What you need to do: Continue the write-up on the immigration data model from the point where it stops.

Given passage:
———

A star schema that would be used for this data set was idealized, allowing the useful data for the analyzes and for the clusters to be gathered in the main table, while the other tables bring more descriptive information that will be important later to better detail the results.

To format this data model would not be necessary too many steps, because the immigration data set already contains the necessary information for the fact table, so it is only needed to remove a few columns and modify the columns containing dates to format them correctly.

As for dimension tables, they will be created using information that describes the values of the dataset columns and that are found either on government websites or in the dataset description document.

The image below represents the schema choosen to our database:
![Star Schema](images/StarSchema.png)


### Step 4: Run Pipelines to Model the Data 
#### 4.1 Create the data model
Build the data pipelines to create the data model.

———

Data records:
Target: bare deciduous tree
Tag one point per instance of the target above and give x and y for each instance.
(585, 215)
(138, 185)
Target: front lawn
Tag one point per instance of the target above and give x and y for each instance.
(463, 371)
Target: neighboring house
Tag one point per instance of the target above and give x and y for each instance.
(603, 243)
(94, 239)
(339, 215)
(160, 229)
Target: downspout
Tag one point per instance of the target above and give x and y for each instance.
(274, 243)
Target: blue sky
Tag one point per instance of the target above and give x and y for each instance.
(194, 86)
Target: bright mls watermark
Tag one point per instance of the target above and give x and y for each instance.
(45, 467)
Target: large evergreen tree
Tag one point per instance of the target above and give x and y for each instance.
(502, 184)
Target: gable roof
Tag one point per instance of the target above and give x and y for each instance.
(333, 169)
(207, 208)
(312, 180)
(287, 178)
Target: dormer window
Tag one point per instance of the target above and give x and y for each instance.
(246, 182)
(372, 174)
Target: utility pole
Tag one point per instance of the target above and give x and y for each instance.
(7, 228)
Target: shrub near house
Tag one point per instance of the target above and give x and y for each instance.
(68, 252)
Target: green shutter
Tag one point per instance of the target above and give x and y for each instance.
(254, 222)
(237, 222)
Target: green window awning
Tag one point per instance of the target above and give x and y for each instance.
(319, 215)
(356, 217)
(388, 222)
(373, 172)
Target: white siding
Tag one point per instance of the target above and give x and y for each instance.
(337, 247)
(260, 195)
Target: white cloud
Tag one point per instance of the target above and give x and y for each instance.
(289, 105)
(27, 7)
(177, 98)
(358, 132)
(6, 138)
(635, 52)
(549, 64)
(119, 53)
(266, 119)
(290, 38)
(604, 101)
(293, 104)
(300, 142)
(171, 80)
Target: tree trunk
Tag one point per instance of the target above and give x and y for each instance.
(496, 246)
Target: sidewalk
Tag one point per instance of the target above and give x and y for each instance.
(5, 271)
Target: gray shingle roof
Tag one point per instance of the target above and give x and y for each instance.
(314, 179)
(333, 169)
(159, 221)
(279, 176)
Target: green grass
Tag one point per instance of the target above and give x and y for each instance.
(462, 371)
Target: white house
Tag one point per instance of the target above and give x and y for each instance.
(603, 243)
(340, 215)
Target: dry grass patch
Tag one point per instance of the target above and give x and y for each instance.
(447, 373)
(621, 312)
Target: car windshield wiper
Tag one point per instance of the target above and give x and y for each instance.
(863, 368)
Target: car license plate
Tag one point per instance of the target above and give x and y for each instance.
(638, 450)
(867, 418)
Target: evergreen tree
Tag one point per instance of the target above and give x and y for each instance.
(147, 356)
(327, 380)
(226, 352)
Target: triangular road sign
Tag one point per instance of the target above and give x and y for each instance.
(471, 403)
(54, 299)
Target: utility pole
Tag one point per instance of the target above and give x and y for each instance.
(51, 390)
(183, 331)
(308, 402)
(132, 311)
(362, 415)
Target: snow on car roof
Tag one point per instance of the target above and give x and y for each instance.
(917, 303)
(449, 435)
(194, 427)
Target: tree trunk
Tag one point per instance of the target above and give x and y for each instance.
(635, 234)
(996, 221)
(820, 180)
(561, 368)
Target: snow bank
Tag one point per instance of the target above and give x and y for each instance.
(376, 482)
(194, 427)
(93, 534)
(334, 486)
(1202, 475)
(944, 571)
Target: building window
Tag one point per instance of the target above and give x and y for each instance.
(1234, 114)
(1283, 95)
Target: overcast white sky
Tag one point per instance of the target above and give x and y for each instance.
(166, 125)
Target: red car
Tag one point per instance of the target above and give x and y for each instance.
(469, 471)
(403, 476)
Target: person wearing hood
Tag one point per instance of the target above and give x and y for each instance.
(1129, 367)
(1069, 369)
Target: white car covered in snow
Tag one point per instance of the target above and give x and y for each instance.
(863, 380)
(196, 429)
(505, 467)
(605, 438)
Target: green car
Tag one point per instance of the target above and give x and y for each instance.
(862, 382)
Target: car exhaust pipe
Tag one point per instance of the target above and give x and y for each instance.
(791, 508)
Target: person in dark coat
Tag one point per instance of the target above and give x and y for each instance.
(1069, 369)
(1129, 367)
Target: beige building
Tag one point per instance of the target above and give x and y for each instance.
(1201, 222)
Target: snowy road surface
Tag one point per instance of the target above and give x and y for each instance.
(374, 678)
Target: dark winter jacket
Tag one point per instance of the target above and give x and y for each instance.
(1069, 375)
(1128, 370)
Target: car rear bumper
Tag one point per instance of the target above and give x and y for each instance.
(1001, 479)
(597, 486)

———

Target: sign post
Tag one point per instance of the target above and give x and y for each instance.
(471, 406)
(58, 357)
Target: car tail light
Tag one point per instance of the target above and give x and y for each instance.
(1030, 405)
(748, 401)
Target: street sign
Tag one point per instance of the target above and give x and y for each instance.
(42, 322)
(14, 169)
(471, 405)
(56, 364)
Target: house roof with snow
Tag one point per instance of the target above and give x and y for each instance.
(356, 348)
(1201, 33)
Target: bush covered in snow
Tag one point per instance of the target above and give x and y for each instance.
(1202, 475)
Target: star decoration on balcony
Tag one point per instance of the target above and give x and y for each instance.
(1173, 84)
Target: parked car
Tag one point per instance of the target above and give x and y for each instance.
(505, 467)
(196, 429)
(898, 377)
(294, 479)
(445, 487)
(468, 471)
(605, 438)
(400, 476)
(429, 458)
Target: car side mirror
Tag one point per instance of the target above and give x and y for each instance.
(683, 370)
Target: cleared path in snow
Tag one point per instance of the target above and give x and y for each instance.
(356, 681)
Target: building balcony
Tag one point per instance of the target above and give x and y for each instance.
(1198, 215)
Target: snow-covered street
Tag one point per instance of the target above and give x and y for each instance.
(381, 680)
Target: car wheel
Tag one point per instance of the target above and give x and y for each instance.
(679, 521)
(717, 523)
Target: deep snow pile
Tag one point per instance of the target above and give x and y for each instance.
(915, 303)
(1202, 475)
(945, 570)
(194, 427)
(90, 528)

———

Expected answer:
In [3]:
def read_data(filename):
    file = '../../data/18-83510-I94-Data-2016/{}'.format(filename)
    return spark.read.format('com.github.saurfang.sas.spark').load(file)

In [1]:
def clean(df):
    return df.filter("i94cit == i94res and i94addr != '' and visatype != '' and arrdate is not null and depdate is not null").dropDuplicates()

In [4]:
get_timestamp_from_sas = udf(lambda sas: datetime.datetime(1960, 1, 1) + datetime.timedelta(days=int(sas)), TimestampType())

def get_column_dates_from_sas_to_timestamp(df):
    return df.withColumn('arrival_date', get_timestamp_from_sas(df.arrdate)).withColumn('departure_date', get_timestamp_from_sas(df.depdate))

In [5]:
def get_ids_columns(df):
    return df.withColumn('immigration_id', expr('cast(cicid as int)')).withColumn('origin_id', expr('cast(i94cit as int)')).withColumn('visa_id', expr('cast(i94visa as int)')).withColumn('mode_id', expr('cast(i94mode as int)'))

In [6]:
def select_columns(df):
    return df.selectExpr('immigration_id', 'origin_id', 'i94addr as destination', 'arrival_date', 'departure_date', 'mode_id', 'visa_id', 'visatype as visa_type_id')

In [7]:
def etl(files):
    for num, name in enumerate(files, start=1):
        df_immigrations = read_data(name)

        df_immigrations = clean(df_immigrations)
        df_immigrations = get_ids_columns(df_immigrations)
        df_immigrations = get_column_dates_from_sas_to_timestamp(df_immigrations)
        df_immigrations = select_columns(df_immigrations)

        df_immigrations.write.partitionBy('visa_type_id').parquet('parquet_data/{}/'.format(num), mode='overwrite')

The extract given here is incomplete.